──────── PASSAGE
Stock Index Chart Patterns - BSE Sectoral Indices, Feb 22, '12

A few days after the previous post two months back on the chart patterns of BSE’s Sectoral indices, the Sensex touched a bottom and embarked on a two months long rally. It may be a good time to check how the Sectoral indices have fared.

BSE Auto Index

BSE Auto Index

The BSE Auto index received good support from the lower end of the rectangular consolidation zone between 8000 and 9700 and rallied smartly to the upper end of the band earlier in Feb ‘12. After a brief consolidation, the index has broken out to test its Jan ‘11 top.

A pullback down to the top of the rectangular band can be expected. The ‘golden cross’ of the 50 day EMA above the 200 day EMA and more than a 20% rise from its recent bottom have confirmed a return to a bull market. Add on dips.

BSE Bankex

BSE BANKEX

The BSE Bankex has risen more than 40% from its Dec ‘11 low, but is yet to test its 2011 tops. The index has moved well past the support/resistance level of 11400 and its 200 day EMA, but the ‘golden cross’ is still awaited. That should not deter investors from accumulating.

BSE Capital Goods Index

BSE Capital Goods Index

The BSE Capital Goods index is struggling to break the stranglehold of the bears. It is trading below the support/resistance level of 12300 and is yet to convincingly move above its 200 day EMA. Accumulate selectively.

BSE Consumer Durables Index

BSE Consumer Durables Index

The BSE Consumer Durables index has risen almost 40% from its Dec ‘11 low and is on the verge of entering a bull market. Three ‘fan lines’ have been drawn through the Nov ‘10 top. Note that the second line drawn through the Apr ‘11 top became a support level in Jun, Aug and Nov ‘11. After getting breached in Dec ‘11, it briefly acted as a resistance level. Accumulate selectively.
────────────────
──────── DATASET
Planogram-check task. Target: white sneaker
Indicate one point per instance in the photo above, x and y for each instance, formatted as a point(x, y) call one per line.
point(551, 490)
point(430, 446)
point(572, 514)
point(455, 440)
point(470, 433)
────────────────
WHAT YOU SHOULD DO | Quote the passage on the BSE sectoral indices word for word, starting with "The BSE Bankex" and going on through "EMA. Accumulate selectively.".

RESPONSE |
The BSE Bankex has risen more than 40% from its Dec ‘11 low, but is yet to test its 2011 tops. The index has moved well past the support/resistance level of 11400 and its 200 day EMA, but the ‘golden cross’ is still awaited. That should not deter investors from accumulating.

BSE Capital Goods Index

BSE Capital Goods Index

The BSE Capital Goods index is struggling to break the stranglehold of the bears. It is trading below the support/resistance level of 12300 and is yet to convincingly move above its 200 day EMA. Accumulate selectively.